_Records to process_
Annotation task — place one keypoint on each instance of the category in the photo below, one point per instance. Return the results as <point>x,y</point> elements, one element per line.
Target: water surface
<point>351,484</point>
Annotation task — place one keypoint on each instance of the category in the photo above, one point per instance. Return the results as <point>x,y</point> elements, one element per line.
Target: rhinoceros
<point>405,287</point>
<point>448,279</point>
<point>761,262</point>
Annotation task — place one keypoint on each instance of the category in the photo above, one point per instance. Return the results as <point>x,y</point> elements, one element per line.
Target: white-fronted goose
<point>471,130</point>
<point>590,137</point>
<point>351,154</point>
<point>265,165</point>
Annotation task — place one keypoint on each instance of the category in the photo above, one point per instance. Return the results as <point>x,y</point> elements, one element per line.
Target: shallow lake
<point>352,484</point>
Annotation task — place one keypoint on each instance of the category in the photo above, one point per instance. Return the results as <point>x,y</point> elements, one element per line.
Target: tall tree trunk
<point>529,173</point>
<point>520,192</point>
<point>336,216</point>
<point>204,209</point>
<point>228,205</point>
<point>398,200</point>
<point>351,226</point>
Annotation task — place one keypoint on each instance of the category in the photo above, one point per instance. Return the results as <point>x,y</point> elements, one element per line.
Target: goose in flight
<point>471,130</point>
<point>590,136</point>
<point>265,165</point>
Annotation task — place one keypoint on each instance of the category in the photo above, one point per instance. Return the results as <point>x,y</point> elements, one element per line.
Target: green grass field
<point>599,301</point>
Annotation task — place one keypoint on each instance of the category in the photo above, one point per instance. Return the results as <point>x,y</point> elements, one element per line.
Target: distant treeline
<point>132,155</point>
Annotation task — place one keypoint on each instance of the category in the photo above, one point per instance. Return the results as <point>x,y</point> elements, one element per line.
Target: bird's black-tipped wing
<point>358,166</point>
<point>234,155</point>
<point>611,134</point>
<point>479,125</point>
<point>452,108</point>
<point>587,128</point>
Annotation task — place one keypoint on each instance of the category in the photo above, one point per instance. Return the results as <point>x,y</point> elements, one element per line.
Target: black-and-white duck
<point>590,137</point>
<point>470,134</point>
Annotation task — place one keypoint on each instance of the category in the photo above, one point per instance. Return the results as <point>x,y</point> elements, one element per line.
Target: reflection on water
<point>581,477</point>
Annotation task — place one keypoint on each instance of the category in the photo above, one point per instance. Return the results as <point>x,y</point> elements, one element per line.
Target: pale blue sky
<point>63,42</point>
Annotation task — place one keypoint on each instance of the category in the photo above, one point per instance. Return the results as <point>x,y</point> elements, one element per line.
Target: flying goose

_Problem requirements_
All entries above are to be repeated verbatim, down to the last line.

_Output of the task_
Annotation task — place one keypoint on each instance of the category in the photo below, one point per instance. Return the results as <point>x,y</point> elements, one element per line.
Target: water surface
<point>351,484</point>
Annotation task — place one keypoint on each instance of the category in the photo above, one point per instance. Return the results as <point>x,y</point> elements, one element per line.
Target: rhinoceros
<point>405,287</point>
<point>448,279</point>
<point>761,262</point>
Annotation task — place one keypoint on each instance of the category in the photo above, one point per instance. Return the results as <point>x,y</point> elements, one element per line.
Target: white-fronted goose
<point>471,130</point>
<point>590,137</point>
<point>351,154</point>
<point>265,165</point>
Annotation task — place one keypoint on each instance of the category in the photo above, one point per instance. Return the results as <point>x,y</point> elements, one element per line.
Target: shallow lake
<point>352,484</point>
Annotation task — place one keypoint on each instance of the category in the photo above, one point per instance. Return the results as <point>x,y</point> elements, one element per line.
Target: tall tree trunk
<point>529,173</point>
<point>520,192</point>
<point>336,216</point>
<point>204,209</point>
<point>228,205</point>
<point>398,200</point>
<point>351,226</point>
Annotation task — place one keypoint on each instance of the category in the photo above, one point per instance. Return the results as <point>x,y</point> elements, one element per line.
Target: goose in flight
<point>471,130</point>
<point>590,136</point>
<point>265,165</point>
Annotation task — place one keypoint on each instance of the category in the photo above, one point per instance. Return the results as <point>x,y</point> elements, one element per line.
Target: green grass field
<point>599,301</point>
Annotation task — place one keypoint on each instance of the category in the photo above, one point per instance. Return the results as <point>x,y</point> elements, one element per line.
Target: distant treeline
<point>132,155</point>
Annotation task — place one keypoint on each instance of the category in the photo above, one point per instance. Return the results as <point>x,y</point> elements, one element per line.
Target: bird's black-tipped wing
<point>358,166</point>
<point>234,155</point>
<point>611,134</point>
<point>479,125</point>
<point>452,108</point>
<point>587,128</point>
Annotation task — place one keypoint on each instance of the category in the photo above, one point per instance. Return the results as <point>x,y</point> elements, one element per line.
Target: black-and-white duck
<point>590,137</point>
<point>470,134</point>
Annotation task — place one keypoint on each instance of the category in the photo above, one point per instance. Return the results as <point>x,y</point> elements, one element per line.
Target: reflection on water
<point>581,477</point>
Annotation task — place one keypoint on each instance of the category in the photo above, one point per instance. Return the results as <point>x,y</point> elements, one element per line.
Target: pale blue sky
<point>63,42</point>
Annotation task — place one keypoint on each instance of the category in the photo above, one point per instance. Return the results as <point>x,y</point> elements, one element per line.
Target: flying goose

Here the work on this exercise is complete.